Given exercise: Everything in the listing should be restated word for word.

Record excerpts:
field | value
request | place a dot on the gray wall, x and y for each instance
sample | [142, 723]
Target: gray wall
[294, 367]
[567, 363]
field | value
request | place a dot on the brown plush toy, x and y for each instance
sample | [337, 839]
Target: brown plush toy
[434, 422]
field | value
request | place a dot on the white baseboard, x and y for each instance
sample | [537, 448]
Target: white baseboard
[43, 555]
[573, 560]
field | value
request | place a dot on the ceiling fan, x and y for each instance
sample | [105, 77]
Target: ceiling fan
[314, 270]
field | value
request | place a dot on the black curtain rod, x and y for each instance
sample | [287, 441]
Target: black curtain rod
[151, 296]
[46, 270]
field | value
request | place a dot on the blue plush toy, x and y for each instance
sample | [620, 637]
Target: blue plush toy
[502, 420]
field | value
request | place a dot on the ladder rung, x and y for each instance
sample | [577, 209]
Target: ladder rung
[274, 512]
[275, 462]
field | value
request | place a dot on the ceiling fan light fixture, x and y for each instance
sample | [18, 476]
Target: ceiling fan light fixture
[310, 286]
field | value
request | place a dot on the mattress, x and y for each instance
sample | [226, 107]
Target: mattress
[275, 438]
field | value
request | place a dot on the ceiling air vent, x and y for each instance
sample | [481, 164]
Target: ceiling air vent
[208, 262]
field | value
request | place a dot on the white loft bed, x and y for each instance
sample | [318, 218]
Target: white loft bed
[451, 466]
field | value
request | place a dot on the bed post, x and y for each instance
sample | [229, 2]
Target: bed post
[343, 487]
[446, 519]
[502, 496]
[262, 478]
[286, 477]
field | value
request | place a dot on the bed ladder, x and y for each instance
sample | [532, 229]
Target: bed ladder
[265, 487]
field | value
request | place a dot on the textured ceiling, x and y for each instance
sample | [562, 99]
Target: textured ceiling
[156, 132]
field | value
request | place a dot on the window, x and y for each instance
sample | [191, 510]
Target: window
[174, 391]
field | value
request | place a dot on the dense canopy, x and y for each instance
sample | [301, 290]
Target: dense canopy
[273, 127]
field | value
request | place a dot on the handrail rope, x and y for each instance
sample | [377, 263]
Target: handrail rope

The reply:
field | value
request | place a dot on the gray wall, x and y for each instance
sample | [142, 723]
Target: gray wall
[294, 367]
[567, 363]
field | value
request | place a dot on the brown plush toy, x and y for each instance
sample | [337, 839]
Target: brown plush toy
[434, 422]
field | value
request | place a dot on the white baseboard, x and y for each instance
sample | [537, 448]
Target: white baseboard
[43, 555]
[573, 560]
field | value
request | place a dot on the ceiling fan, x and y for each instance
sample | [105, 77]
Target: ceiling fan
[314, 270]
field | value
request | place a dot on the black curtain rod, x and y for each instance
sample | [287, 441]
Target: black curtain rod
[151, 296]
[46, 270]
field | value
request | place a dot on the blue plush toy, x and y for each instance
sample | [620, 637]
Target: blue plush toy
[502, 420]
field | value
request | place a dot on the ladder rung, x and y for each instance
sample | [577, 209]
Target: ladder rung
[274, 512]
[275, 462]
field | value
request | place a dot on the ceiling fan light fixture, x and y for each instance
sample | [18, 476]
Target: ceiling fan light fixture
[310, 286]
field | value
request | place a dot on the mattress, x and y for each instance
sample | [226, 107]
Target: mattress
[275, 438]
field | value
request | place a dot on the ceiling air vent, x and y for each instance
sample | [481, 164]
Target: ceiling air vent
[208, 262]
field | value
request | place a dot on the white loft bed, x and y for each instance
sample | [318, 218]
Target: white loft bed
[451, 466]
field | value
request | place a dot on the bed post, x and y for each instance
sample | [229, 2]
Target: bed post
[343, 487]
[446, 519]
[502, 496]
[262, 478]
[286, 477]
field | value
request | place a dot on the bed ladder, x and y for each instance
sample | [532, 229]
Target: bed ladder
[265, 487]
field | value
request | place a dot on the textured ceiling, x and y for each instance
sample | [562, 99]
Target: textured ceiling
[156, 132]
field | value
request | place a dot on the window, x and y for each instance
sample | [191, 510]
Target: window
[174, 391]
field | value
request | place a dot on the dense canopy, x and y for each instance
sample | [301, 290]
Target: dense canopy
[273, 127]
field | value
request | place a dot on the handrail rope, x and y for each instance
sample | [377, 263]
Target: handrail rope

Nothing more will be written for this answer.